(Named-object pointing records)
━━━━━━━━

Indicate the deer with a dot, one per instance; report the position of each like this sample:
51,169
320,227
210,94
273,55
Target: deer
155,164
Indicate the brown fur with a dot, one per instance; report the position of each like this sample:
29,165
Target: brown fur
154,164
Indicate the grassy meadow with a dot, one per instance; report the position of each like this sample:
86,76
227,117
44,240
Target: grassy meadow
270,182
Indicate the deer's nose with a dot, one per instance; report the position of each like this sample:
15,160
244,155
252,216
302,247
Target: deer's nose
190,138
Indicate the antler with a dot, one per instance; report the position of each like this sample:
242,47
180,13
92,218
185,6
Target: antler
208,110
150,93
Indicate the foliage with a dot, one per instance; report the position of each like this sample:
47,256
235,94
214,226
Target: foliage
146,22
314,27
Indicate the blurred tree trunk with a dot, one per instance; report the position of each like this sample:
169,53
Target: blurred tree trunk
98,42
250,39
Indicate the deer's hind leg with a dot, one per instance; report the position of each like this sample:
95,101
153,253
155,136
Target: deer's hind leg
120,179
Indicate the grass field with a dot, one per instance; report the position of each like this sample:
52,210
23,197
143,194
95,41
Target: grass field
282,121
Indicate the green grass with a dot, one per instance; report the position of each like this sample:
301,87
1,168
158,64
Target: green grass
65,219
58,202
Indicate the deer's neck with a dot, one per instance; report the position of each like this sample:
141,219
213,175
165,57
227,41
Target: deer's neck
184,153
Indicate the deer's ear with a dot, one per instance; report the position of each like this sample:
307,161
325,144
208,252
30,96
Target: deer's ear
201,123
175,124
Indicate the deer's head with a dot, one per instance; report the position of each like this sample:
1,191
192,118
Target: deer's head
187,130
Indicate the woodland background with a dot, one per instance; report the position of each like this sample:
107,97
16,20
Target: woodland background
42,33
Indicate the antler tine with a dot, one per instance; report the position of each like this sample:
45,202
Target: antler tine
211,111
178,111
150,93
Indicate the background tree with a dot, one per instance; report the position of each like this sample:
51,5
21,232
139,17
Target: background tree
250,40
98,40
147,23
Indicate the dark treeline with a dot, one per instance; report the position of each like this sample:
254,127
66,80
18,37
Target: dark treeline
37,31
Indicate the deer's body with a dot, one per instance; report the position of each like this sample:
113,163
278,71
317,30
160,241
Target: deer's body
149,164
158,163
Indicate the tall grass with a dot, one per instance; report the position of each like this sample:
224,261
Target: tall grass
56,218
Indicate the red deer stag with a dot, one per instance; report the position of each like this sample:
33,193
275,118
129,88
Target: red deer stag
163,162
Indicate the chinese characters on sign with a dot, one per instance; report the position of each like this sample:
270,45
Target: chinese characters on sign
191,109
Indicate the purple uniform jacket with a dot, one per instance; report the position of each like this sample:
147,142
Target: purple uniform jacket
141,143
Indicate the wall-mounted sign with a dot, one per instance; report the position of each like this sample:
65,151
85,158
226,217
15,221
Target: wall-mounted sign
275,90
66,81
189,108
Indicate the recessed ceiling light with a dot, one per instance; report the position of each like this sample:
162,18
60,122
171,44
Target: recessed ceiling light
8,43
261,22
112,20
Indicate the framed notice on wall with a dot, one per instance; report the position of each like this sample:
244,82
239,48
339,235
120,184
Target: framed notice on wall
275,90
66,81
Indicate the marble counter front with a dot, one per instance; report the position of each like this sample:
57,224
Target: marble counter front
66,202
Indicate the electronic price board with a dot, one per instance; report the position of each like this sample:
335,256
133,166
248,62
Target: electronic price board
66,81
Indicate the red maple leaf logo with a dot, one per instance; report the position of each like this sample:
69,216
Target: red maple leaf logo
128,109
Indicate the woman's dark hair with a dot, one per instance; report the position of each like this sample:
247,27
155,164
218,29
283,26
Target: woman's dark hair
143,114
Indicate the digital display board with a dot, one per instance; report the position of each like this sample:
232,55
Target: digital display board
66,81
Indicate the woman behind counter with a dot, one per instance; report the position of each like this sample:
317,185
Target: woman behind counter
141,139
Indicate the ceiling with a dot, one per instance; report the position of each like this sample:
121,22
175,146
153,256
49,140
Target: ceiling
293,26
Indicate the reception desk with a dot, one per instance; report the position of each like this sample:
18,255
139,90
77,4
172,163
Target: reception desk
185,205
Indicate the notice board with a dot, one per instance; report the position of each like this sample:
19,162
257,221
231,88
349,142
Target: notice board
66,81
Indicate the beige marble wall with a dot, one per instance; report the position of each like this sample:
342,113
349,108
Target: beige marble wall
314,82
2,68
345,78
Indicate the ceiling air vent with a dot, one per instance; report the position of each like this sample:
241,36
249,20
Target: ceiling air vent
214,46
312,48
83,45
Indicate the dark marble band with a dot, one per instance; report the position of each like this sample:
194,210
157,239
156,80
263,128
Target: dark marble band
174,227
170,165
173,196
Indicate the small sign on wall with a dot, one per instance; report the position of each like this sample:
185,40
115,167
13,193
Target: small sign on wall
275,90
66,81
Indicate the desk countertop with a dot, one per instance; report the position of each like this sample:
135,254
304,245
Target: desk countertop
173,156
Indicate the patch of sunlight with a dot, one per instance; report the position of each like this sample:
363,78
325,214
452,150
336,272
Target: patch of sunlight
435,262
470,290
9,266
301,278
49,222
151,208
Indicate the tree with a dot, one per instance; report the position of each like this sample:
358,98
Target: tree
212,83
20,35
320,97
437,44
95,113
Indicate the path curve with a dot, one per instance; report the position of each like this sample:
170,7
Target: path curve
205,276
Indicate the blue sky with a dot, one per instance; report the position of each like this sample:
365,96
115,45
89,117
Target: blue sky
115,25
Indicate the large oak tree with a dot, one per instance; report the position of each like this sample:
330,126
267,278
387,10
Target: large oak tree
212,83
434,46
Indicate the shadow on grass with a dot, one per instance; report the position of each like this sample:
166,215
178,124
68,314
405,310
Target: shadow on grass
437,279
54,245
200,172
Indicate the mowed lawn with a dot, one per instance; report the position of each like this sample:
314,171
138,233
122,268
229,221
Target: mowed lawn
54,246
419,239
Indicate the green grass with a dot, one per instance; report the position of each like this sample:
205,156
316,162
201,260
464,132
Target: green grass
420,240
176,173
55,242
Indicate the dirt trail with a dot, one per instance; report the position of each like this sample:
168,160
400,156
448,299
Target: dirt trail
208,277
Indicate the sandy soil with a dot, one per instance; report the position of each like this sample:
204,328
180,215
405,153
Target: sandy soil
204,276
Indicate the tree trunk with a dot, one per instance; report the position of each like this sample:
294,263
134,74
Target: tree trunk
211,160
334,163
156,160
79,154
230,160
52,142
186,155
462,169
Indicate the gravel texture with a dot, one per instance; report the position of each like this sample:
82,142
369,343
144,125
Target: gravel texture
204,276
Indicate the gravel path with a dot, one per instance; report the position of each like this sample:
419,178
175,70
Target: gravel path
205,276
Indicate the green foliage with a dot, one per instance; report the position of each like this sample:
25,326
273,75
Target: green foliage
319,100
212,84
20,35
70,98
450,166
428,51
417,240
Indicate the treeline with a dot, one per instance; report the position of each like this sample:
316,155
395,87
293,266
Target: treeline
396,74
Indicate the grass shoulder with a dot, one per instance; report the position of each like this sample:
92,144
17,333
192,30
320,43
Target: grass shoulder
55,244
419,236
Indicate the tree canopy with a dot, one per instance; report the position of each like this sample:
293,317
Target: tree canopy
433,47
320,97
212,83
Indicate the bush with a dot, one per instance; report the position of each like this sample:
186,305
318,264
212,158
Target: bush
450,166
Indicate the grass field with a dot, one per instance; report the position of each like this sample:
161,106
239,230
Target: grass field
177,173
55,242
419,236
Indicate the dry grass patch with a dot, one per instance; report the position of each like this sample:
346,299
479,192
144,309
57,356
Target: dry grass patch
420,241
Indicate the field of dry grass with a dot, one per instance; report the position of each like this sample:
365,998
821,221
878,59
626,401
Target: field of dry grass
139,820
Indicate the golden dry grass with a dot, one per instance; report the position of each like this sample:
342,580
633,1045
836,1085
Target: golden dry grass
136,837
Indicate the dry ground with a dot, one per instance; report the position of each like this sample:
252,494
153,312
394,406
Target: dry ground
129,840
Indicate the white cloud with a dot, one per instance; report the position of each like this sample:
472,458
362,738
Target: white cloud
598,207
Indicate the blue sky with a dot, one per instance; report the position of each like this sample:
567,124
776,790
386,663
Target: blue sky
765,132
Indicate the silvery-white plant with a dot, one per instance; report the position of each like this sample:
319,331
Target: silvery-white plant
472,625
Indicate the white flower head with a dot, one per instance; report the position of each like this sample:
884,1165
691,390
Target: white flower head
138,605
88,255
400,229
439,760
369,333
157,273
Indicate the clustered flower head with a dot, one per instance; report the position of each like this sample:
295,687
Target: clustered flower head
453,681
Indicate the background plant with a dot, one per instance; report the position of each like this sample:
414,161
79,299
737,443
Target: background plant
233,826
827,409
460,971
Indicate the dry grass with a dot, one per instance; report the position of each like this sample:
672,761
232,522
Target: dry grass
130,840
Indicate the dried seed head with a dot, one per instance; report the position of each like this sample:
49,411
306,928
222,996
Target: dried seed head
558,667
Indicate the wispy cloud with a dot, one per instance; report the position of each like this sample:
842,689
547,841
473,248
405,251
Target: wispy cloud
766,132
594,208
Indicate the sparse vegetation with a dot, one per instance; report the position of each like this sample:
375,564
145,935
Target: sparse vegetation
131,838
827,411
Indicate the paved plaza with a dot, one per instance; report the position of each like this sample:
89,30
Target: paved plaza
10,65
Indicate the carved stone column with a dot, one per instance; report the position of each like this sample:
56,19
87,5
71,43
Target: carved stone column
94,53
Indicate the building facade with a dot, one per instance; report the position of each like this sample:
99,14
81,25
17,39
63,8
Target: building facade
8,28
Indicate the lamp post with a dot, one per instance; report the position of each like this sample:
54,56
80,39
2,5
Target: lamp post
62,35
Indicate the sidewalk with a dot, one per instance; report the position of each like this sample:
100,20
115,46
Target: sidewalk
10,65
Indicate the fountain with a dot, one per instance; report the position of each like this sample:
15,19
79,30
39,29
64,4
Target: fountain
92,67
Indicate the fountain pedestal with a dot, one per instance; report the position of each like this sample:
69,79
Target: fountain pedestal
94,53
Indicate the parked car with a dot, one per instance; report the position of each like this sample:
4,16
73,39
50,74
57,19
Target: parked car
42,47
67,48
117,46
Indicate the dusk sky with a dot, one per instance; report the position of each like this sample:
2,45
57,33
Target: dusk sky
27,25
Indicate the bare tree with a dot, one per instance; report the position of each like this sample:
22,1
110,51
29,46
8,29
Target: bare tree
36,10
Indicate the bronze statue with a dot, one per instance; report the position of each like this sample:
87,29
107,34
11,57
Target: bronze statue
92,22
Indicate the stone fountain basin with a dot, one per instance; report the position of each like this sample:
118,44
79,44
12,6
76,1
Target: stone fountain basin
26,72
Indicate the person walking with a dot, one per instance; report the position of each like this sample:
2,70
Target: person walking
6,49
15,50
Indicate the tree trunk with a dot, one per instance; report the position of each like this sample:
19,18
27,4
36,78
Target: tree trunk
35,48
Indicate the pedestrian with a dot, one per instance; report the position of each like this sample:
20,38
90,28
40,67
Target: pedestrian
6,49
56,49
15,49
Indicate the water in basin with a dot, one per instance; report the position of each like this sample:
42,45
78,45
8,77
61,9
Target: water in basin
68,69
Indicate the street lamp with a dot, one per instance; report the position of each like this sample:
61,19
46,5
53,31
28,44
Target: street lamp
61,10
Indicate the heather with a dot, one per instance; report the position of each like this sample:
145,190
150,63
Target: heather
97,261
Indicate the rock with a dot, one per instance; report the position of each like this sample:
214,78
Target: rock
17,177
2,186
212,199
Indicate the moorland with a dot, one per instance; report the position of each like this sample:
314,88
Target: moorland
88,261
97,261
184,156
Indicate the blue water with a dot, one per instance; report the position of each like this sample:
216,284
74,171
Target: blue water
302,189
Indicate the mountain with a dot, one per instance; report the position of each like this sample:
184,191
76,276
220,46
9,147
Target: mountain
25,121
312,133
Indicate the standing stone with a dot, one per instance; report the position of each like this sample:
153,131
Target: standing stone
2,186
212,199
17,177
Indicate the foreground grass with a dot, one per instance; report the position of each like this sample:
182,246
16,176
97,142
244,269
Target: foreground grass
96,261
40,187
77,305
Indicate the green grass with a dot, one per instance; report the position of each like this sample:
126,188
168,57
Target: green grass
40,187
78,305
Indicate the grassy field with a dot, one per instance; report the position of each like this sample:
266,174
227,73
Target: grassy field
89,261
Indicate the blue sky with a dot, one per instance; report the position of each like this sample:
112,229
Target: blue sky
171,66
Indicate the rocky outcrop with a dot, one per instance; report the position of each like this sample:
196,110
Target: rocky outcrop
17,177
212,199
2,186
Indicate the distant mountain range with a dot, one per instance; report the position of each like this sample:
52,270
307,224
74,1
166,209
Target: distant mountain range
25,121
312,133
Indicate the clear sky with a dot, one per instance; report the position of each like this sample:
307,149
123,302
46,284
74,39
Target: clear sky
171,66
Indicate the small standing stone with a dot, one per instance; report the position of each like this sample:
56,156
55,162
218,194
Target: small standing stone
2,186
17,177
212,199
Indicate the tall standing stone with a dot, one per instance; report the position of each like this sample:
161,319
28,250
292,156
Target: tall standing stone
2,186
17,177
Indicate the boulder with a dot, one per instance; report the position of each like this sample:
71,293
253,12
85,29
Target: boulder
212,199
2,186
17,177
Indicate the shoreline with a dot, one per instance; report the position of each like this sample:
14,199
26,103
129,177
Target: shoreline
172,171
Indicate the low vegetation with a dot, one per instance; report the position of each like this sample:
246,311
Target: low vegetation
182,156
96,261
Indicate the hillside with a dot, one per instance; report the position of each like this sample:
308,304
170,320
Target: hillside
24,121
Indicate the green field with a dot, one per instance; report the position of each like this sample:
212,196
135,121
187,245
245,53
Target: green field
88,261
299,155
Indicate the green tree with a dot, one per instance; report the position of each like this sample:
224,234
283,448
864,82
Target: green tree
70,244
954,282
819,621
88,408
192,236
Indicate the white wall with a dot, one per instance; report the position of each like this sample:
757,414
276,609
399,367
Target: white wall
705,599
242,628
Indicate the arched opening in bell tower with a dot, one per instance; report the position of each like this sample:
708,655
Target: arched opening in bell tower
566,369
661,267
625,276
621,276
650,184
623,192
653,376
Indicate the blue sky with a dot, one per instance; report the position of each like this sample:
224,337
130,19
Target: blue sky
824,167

━━━━━━━━

- **PROBLEM REQUIREMENTS**
Return only the lines running from the line with "Indicate the hillside" to the last line of the records, both included, exactly as written.

- **RESULT OF THE EXERCISE**
Indicate the hillside with a dot, one per instance; report the position of each like this sample:
308,304
170,320
Target: hillside
24,121
Indicate the green field with a dot, one per instance; report the position of each like this sample:
212,196
135,121
187,245
245,53
Target: green field
88,261
299,155
Indicate the green tree with a dot, one per instance; report the position of each like this sample:
224,234
283,448
864,82
Target: green tree
70,244
954,282
819,621
88,408
192,236
Indicate the white wall with a dot, one per instance; report the position of each like this sample:
757,414
276,609
399,367
Target: white wall
705,599
242,628
Indicate the arched opening in bell tower with a dot, one per instance; report the position of each like this sample:
708,655
Target: arched opening in bell tower
566,369
661,267
625,276
621,276
650,184
623,192
653,376
Indicate the blue sky with a dot, one per instance; report the position of each like this sample:
224,337
130,19
Target: blue sky
824,167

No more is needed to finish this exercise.